## Excerto do acórdão
********
30      O órgão jurisdicional de reenvio refere ainda a jurisprudência do Tribunal Supremo (Supremo Tribunal, Espanha), da qual resulta que, embora a incapacidade permanente total não obrigue a entidade patronal a despedir o trabalhador e não obste, nomeadamente, a uma reafetação deste último a outro posto na empresa, dado que esta incapacidade apenas afeta a sua aptidão para exercer as suas funções habituais e não o impede, portanto, de efetuar outras tarefas, a referida entidade patronal não é, no entanto, obrigada a proceder a essa reafetação, a menos que esteja expressamente prevista numa convenção coletiva de trabalho ou num contrato.

31      Por conseguinte, o órgão jurisdicional de reenvio interroga‑se sobre a compatibilidade da regulamentação nacional em causa no processo principal com o artigo 5.o da Diretiva 2000/78, lido à luz do Acórdão de 10 de fevereiro de 2022, HR Rail (C‑485/20, EU:C:2022:85).

32      É neste contexto que o Tribunal Superior de Justicia de las Islas Baleares (Tribunal Superior de Justiça das Ilhas Baleares) decidiu suspender a instância e submeter ao Tribunal de Justiça as seguintes questões prejudiciais:

«1)      Deve o artigo 5.o da [Diretiva 2000/78], lido à luz dos n.os 16, 17, 20 e 21 [desta] diretiva, dos artigos 21.o e 26.o da [Carta] e dos artigos 2.o e 27.o da [Convenção da ONU] ser interpretado no sentido de que se opõe à aplicação de uma norma nacional que prevê como causa automática de cessação do contrato de trabalho a deficiência do/da trabalhador/a (na sequência da declaração da sua situação de incapacidade permanente e total para a sua profissão habitual, sem previsão de melhoria), sem sujeição prévia ao cumprimento da obrigação de a empresa proceder a “adaptações razoáveis” prevista no referido artigo 5.o dessa diretiva para a manutenção do emprego (ou de justificar os encargos desproporcionados associados ao cumprimento dessa obrigação)?
********
## Dados fornecidos
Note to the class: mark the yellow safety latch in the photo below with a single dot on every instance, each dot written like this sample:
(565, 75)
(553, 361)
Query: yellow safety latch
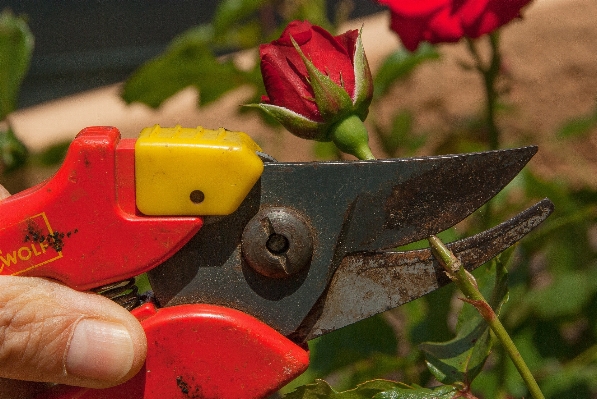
********
## Tarefas a realizar
- 1) Reproduza o excerto do acórdão desde "30      O órgão jurisdicional" até "ou num contrato.", inclusive.
- 2) Segundo o excerto do acórdão, que tribunal decidiu suspender a instância e submeter questões prejudiciais ao Tribunal de Justiça?

## Respostas às tarefas
- 1)
30      O órgão jurisdicional de reenvio refere ainda a jurisprudência do Tribunal Supremo (Supremo Tribunal, Espanha), da qual resulta que, embora a incapacidade permanente total não obrigue a entidade patronal a despedir o trabalhador e não obste, nomeadamente, a uma reafetação deste último a outro posto na empresa, dado que esta incapacidade apenas afeta a sua aptidão para exercer as suas funções habituais e não o impede, portanto, de efetuar outras tarefas, a referida entidade patronal não é, no entanto, obrigada a proceder a essa reafetação, a menos que esteja expressamente prevista numa convenção coletiva de trabalho ou num contrato.

- 2) O Tribunal Superior de Justicia de las Islas Baleares (Tribunal Superior de Justiça das Ilhas Baleares).